| Page |
******
Who Can Claim Conservation Easement Deductions

Individuals (50% AGI cap), qualified farmers and ranchers (100% cap if gross farm income > 50% of total gross income and the easement keeps land available for agriculture), C-corporations (10% taxable income cap, 25% for qualified farmer/rancher C-corps), and S-corps / partnerships (deduction passes through to owners subject to their own AGI cap). The donee must be a qualified organization — a §170(b)(1)(A)(vi) public charity or a government entity. Private foundations do not qualify. The easement deed must be perpetual and protect a qualified conservation purpose: open space, habitat, recreation, scenic enjoyment, or farmland.

The §170(f)(13) Syndicated 2.5x Bar

Congress enacted §170(f)(13) in the 2022 Consolidated Appropriations Act (effective for contributions after Dec 29 2022) to shut down abusive syndicated conservation easement (SCE) shelters. The rule disallows a partnership's deduction to the extent the claimed easement value exceeds 2.5x the partner's adjusted basis in the partnership immediately before the contribution. Exceptions exist for family partnerships, 3-year holding periods, and qualified farm/ranch easements. SCEs are also listed transactions requiring Form 8886 disclosure — failure to disclose triggers 20–40% penalties under §6707A. The TCJA-era SCEs sold pre-2023 are now under heavy IRS audit pressure.
******
Dataset records on object locations
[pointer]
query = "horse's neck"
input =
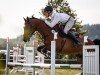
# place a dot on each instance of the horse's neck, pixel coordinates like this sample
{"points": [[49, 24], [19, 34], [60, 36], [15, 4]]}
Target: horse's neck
{"points": [[43, 29]]}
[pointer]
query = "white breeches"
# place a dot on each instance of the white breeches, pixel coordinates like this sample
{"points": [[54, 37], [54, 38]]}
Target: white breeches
{"points": [[69, 25]]}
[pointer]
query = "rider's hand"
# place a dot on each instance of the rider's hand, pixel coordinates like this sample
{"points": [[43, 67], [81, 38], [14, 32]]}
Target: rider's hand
{"points": [[42, 19]]}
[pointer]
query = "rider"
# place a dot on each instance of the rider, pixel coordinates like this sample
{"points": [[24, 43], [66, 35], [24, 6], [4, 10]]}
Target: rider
{"points": [[60, 18]]}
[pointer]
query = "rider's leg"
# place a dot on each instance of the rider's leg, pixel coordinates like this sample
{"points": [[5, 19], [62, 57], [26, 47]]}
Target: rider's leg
{"points": [[68, 26]]}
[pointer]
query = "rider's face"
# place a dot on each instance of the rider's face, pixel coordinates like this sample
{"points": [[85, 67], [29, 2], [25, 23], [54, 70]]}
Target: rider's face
{"points": [[47, 14]]}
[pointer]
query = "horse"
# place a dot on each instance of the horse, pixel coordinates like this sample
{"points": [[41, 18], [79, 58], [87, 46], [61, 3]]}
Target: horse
{"points": [[63, 45]]}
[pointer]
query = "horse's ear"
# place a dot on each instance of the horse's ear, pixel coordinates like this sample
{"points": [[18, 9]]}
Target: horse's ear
{"points": [[24, 19]]}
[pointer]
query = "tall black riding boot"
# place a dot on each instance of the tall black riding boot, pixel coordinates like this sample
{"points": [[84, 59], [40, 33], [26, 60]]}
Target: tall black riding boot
{"points": [[71, 36]]}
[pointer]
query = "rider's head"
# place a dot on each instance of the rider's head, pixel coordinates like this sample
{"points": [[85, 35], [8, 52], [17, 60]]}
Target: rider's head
{"points": [[48, 11]]}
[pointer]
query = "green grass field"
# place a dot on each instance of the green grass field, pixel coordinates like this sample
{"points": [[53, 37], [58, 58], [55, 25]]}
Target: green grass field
{"points": [[47, 72]]}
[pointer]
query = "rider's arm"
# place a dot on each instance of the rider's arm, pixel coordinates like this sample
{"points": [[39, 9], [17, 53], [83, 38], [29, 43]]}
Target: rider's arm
{"points": [[55, 20]]}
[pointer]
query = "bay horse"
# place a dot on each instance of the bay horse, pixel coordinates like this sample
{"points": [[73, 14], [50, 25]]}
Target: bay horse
{"points": [[34, 24]]}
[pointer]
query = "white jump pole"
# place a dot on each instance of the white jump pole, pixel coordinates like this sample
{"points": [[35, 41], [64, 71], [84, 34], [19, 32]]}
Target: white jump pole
{"points": [[53, 53], [7, 57]]}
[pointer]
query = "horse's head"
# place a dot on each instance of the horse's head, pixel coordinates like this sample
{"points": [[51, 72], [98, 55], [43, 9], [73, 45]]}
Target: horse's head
{"points": [[28, 29]]}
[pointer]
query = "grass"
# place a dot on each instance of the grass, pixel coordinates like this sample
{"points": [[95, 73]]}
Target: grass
{"points": [[47, 72]]}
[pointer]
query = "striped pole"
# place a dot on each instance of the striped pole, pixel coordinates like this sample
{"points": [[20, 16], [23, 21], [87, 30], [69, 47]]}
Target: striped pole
{"points": [[7, 57], [53, 45]]}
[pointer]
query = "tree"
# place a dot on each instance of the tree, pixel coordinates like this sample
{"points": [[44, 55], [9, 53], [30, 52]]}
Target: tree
{"points": [[63, 6]]}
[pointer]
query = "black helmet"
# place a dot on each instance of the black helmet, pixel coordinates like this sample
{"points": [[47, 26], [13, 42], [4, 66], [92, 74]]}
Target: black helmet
{"points": [[48, 8]]}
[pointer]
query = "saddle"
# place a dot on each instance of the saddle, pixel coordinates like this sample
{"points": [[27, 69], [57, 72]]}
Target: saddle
{"points": [[60, 29]]}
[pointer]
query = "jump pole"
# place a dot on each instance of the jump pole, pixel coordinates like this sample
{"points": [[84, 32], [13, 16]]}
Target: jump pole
******
| Directions |
Can you summarize the conservation easement deduction text in two sentences?

| Solution to the exercise |
Individuals, qualified farmers and ranchers, C-corporations, and S-corps or partnerships can claim conservation easement deductions under differing caps, provided the donee is a public charity or government entity rather than a private foundation and the perpetual easement protects a qualified conservation purpose. Section 170(f)(13), enacted in 2022 to shut down abusive syndicated conservation easement shelters, disallows a partnership's deduction to the extent the claimed value exceeds 2.5 times the partner's adjusted basis, with some exceptions, and such syndicated easements are listed transactions that face 20–40% penalties if they are not disclosed on Form 8886.